***** Text passage *****
Learn more about how our genes play a role in cancer development in this two-part series comparing different genetic variants and genetic mutations. For Part 1, we’ll discuss the KRAS-variant and KRAS mutations.
Genes and cancer development
Cancer is caused by genetic differences in the DNA you are born with, by genetic changes to our DNA that happen over your lifetime, or a combination of both.
Genetic variants are inherited.
Genetic variants are always inherited from a parent. Any genetic variant you have is present in every cell of your body. Pathogenic variants are genetic variants that can lead to cancer. While these variants are sometimes called mutations, the correct term is pathogenic variant. For families with strong histories of cancer, a pathogenic variant is often the explanation since they can be passed down from generation to generation.
Genetic mutations are genetic changes that happen during life.
Mutations are constantly happening in the DNA in your body’s cells. A mutation may be harmful or not, but typically, the body corrects these mutations. When it doesn’t, those genetic mutations can lead to cancer. The mutation always starts in one cell and can multiply, causing the cancer to grow.
What is KRAS?
KRAS is a gene in your DNA that helps control how a cell grows. It has been known for several decades that mutations in KRAS can lead to cancer.
What is the difference between the KRAS-variant and KRAS mutations?
While the KRAS-variant and KRAS mutations both affect the KRAS gene, they are quite different.
The KRAS-variant is something a person is born with and it is in all of their cells. You either have this variant, or you do not, and you can be tested for it in a DNA sample from your saliva or a cheek swab. The KRAS-variant is one example of a pathogenic variant.
*****
### Tasks to carry out
A. In the passage on KRAS and cancer, copy word for word everything between "KRAS is a gene" and "a pathogenic variant.", inclusive.
B. According to the passage on KRAS and cancer, what can be used as the DNA sample when testing for the KRAS-variant?
***** Recorded information *****
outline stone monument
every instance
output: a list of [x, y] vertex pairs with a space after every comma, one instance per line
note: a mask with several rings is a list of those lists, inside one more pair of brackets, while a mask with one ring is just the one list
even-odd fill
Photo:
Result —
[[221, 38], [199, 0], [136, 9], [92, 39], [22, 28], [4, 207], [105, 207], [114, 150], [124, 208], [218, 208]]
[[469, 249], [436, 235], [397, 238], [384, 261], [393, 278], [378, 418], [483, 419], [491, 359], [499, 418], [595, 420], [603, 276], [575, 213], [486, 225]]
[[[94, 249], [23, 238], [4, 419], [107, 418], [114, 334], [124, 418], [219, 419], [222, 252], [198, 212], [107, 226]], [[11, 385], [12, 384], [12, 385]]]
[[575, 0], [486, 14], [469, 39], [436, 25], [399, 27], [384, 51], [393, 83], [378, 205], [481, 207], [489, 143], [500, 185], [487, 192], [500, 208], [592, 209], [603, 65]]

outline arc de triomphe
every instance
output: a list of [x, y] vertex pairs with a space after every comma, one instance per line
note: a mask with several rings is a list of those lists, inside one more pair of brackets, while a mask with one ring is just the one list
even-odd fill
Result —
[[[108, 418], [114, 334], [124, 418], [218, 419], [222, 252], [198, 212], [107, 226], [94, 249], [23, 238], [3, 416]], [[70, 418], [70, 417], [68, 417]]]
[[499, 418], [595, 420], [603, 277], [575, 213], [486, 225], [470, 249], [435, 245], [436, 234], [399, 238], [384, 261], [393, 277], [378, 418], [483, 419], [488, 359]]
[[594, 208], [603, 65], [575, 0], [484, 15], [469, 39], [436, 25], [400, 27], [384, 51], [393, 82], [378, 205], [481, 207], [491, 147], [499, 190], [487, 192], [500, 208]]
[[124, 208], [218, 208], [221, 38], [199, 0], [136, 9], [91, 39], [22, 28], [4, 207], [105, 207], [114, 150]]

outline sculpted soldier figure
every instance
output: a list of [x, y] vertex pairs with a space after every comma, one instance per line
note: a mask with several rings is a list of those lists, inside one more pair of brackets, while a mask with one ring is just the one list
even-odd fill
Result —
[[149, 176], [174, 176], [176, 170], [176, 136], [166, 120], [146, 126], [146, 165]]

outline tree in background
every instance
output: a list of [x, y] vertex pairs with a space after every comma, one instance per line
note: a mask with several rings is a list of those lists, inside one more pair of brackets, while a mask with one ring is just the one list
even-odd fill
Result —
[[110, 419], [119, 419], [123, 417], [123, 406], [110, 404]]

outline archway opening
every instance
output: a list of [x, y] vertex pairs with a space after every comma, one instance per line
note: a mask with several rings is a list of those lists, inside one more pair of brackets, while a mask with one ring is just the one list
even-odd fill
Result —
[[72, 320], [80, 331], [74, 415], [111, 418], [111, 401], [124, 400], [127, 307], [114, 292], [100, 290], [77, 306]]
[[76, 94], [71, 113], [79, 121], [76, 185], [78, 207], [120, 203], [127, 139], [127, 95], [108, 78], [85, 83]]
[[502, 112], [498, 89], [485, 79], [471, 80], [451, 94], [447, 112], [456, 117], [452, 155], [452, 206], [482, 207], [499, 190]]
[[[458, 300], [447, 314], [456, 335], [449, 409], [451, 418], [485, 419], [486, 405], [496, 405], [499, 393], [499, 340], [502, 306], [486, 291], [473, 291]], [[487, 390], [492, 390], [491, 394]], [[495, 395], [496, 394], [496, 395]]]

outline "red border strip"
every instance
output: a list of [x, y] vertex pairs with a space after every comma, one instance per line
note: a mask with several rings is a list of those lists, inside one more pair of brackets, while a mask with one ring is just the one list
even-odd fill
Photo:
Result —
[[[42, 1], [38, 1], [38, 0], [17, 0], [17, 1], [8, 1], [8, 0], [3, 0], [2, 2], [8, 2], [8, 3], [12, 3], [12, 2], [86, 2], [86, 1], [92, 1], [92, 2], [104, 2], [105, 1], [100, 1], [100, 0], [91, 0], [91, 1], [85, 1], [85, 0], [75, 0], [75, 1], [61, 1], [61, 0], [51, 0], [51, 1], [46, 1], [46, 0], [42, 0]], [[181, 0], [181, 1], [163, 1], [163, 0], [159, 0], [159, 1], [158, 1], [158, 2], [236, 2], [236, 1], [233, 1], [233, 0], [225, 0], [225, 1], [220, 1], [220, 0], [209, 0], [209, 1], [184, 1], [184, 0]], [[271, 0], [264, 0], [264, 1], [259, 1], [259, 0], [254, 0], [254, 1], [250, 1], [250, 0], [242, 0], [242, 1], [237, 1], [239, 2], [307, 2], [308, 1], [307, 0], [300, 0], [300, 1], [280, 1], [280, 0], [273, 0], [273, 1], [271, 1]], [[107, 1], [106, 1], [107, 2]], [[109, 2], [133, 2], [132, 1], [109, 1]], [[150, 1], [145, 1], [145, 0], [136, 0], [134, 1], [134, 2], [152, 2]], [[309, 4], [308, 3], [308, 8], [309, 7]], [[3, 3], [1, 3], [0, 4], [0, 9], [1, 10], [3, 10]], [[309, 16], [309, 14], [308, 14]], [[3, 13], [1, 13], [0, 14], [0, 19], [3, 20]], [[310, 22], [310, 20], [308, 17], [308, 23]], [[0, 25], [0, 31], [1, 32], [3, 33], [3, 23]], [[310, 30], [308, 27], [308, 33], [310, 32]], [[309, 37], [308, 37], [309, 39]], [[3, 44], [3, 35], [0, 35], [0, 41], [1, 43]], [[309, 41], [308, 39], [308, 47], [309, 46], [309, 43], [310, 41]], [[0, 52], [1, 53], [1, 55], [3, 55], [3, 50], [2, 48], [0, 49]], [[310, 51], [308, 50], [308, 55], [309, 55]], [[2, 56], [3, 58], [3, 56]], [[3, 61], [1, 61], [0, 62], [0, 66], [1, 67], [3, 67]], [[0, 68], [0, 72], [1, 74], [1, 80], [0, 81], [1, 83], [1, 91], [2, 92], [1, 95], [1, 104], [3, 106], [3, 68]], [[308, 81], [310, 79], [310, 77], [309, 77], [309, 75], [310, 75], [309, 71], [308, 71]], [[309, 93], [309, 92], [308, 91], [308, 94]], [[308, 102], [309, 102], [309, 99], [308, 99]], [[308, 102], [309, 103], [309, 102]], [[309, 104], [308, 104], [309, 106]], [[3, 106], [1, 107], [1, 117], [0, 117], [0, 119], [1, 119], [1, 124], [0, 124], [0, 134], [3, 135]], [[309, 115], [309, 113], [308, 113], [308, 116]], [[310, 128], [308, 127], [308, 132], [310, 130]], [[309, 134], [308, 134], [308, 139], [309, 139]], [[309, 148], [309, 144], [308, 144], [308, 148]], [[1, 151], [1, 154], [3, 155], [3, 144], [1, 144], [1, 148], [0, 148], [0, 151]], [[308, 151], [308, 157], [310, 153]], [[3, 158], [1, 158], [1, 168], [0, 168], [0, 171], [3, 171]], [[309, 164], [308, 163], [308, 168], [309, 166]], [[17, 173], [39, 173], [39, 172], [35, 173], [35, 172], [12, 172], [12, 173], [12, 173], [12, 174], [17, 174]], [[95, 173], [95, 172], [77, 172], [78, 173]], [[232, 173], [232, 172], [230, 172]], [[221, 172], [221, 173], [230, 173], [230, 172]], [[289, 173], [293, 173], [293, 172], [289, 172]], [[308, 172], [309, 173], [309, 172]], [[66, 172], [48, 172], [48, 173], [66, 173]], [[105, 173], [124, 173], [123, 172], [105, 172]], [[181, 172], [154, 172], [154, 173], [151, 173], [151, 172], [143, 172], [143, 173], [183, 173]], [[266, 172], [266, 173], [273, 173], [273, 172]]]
*****
### Responses to the tasks
A.
KRAS is a gene in your DNA that helps control how a cell grows. It has been known for several decades that mutations in KRAS can lead to cancer.
What is the difference between the KRAS-variant and KRAS mutations?
While the KRAS-variant and KRAS mutations both affect the KRAS gene, they are quite different.
The KRAS-variant is something a person is born with and it is in all of their cells. You either have this variant, or you do not, and you can be tested for it in a DNA sample from your saliva or a cheek swab. The KRAS-variant is one example of a pathogenic variant.

B. Saliva or a cheek swab.